Aim:
Copy the records below, replacing "work glove" with "gardening glove" and leaving everything else as it is.

BEGIN Extracted records

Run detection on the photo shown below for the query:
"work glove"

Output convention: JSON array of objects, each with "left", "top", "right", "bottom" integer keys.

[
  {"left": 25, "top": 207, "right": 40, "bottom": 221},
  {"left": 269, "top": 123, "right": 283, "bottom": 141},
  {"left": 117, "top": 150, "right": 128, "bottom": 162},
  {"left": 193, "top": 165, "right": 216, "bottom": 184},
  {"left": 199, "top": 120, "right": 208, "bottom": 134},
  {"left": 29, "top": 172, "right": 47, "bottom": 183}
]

END Extracted records

Solution for this task:
Run detection on the photo shown below for the query:
"gardening glove"

Output convention: JSON array of objects, each with "left", "top", "right", "bottom" integer keys.

[
  {"left": 25, "top": 207, "right": 40, "bottom": 221},
  {"left": 269, "top": 123, "right": 283, "bottom": 141},
  {"left": 117, "top": 150, "right": 128, "bottom": 162},
  {"left": 193, "top": 165, "right": 216, "bottom": 184},
  {"left": 199, "top": 120, "right": 208, "bottom": 134},
  {"left": 29, "top": 172, "right": 47, "bottom": 183}
]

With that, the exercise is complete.